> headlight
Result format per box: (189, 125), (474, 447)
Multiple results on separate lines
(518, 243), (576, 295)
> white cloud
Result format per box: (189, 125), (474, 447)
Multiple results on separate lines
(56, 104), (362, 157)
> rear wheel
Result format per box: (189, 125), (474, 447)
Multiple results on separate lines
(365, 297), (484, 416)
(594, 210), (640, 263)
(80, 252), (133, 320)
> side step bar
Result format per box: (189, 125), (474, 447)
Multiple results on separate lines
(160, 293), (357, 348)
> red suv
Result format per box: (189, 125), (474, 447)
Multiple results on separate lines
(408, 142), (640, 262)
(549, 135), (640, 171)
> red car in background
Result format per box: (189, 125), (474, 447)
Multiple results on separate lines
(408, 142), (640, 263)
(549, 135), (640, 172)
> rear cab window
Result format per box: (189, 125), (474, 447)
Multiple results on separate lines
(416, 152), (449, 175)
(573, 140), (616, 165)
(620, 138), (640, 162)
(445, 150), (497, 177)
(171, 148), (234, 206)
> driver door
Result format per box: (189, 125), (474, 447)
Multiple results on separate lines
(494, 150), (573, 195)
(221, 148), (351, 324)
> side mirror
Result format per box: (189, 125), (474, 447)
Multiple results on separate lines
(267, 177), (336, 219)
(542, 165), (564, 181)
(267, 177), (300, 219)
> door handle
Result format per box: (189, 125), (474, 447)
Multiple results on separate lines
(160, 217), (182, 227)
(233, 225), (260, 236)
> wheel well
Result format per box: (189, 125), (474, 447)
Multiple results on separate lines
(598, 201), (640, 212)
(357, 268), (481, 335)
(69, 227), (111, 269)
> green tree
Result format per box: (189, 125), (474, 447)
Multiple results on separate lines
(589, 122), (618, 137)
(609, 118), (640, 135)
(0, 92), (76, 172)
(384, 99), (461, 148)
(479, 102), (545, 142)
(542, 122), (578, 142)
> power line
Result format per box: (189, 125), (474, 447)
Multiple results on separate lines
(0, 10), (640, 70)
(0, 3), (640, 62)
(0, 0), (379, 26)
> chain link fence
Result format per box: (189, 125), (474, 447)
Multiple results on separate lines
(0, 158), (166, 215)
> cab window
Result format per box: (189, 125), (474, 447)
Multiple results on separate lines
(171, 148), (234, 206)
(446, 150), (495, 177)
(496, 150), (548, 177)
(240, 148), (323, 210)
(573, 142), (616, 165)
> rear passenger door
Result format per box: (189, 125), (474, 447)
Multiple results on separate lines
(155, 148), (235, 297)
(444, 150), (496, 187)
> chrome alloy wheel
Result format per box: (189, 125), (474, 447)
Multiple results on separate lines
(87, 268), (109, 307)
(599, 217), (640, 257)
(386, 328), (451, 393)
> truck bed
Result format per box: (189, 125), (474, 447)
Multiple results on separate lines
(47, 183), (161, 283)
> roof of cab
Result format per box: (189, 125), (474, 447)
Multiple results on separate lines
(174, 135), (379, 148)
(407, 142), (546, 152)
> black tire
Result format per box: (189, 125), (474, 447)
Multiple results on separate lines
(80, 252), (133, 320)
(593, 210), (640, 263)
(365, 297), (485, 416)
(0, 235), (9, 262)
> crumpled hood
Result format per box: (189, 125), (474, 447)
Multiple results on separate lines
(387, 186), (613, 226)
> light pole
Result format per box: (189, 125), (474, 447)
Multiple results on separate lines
------------------------------------------------------------------------
__Written task__.
Copy all of the rows above word for word, without changing anything.

__Solved problem__.
> headlight
Result format per box: (189, 125), (474, 447)
Multiple results on separate lines
(518, 243), (576, 295)
> white cloud
Result format per box: (189, 125), (474, 447)
Multiple results on separate lines
(56, 104), (362, 157)
> rear wheel
Result format per box: (189, 125), (474, 447)
Multiple results on separate lines
(365, 297), (484, 416)
(594, 210), (640, 263)
(80, 252), (133, 320)
> side step bar
Result format per box: (189, 125), (474, 447)
Multiple results on separate lines
(160, 293), (357, 348)
> red suv
Result format per box: (189, 125), (474, 447)
Multiple results on separate lines
(408, 142), (640, 262)
(549, 135), (640, 171)
> red car in background
Result format per box: (189, 125), (474, 447)
Multiple results on separate lines
(408, 142), (640, 263)
(549, 135), (640, 172)
> rear cab window
Result format per box: (189, 125), (474, 447)
Multiple results on separate lines
(416, 152), (449, 175)
(573, 140), (616, 165)
(620, 138), (640, 162)
(445, 150), (497, 177)
(171, 148), (234, 206)
> driver door
Result format per box: (189, 125), (474, 447)
Multiple results on separate lines
(494, 150), (573, 195)
(221, 148), (351, 324)
> side mirror
Result format per box: (189, 125), (474, 447)
Multiple results on separate lines
(267, 177), (336, 219)
(542, 165), (564, 181)
(267, 177), (300, 219)
> door handle
Result format per box: (189, 125), (474, 447)
Multiple results on separate lines
(160, 217), (182, 227)
(233, 225), (260, 236)
> wheel well
Result format per box: (189, 125), (474, 447)
Multiple results on separate lines
(598, 201), (640, 212)
(357, 268), (481, 335)
(69, 227), (111, 269)
> green tree
Result format per box: (189, 125), (474, 447)
Multiple results on separate lines
(589, 122), (618, 137)
(609, 118), (640, 135)
(0, 92), (76, 172)
(384, 99), (461, 148)
(479, 102), (545, 142)
(542, 122), (578, 142)
> power line
Result format per box: (189, 125), (474, 447)
Multiple results on separate lines
(0, 10), (640, 70)
(0, 3), (640, 62)
(0, 0), (379, 26)
> chain link fence
Result format per box: (189, 125), (474, 447)
Multiple results on separate lines
(0, 158), (166, 215)
> cab window
Result format per box: (189, 125), (474, 447)
Multiple results on separate lines
(171, 148), (234, 206)
(446, 150), (495, 177)
(496, 150), (548, 177)
(240, 148), (323, 210)
(573, 142), (616, 165)
> rear passenger door
Result format per box: (189, 125), (474, 447)
Multiple results on separate lines
(155, 148), (235, 297)
(444, 150), (496, 187)
> chrome alloy wheel
Result format per box: (189, 125), (474, 447)
Multiple results on separate lines
(87, 268), (109, 307)
(599, 217), (640, 257)
(386, 328), (451, 393)
> truck bed
Result format per box: (189, 125), (474, 447)
Multiple results on separate lines
(47, 183), (161, 283)
> roof of cab
Result format per box: (189, 125), (474, 447)
Multiple results on separate lines
(174, 135), (379, 148)
(407, 142), (546, 152)
> black tire
Result format per box: (189, 125), (474, 447)
Multiple results on separate lines
(80, 252), (133, 320)
(593, 210), (640, 263)
(365, 297), (485, 416)
(0, 235), (9, 262)
> crumpled hood
Result format per box: (189, 125), (474, 447)
Multiple results on separate lines
(387, 186), (613, 226)
> light pole
Result format per box: (189, 125), (474, 447)
Multiple results on separate lines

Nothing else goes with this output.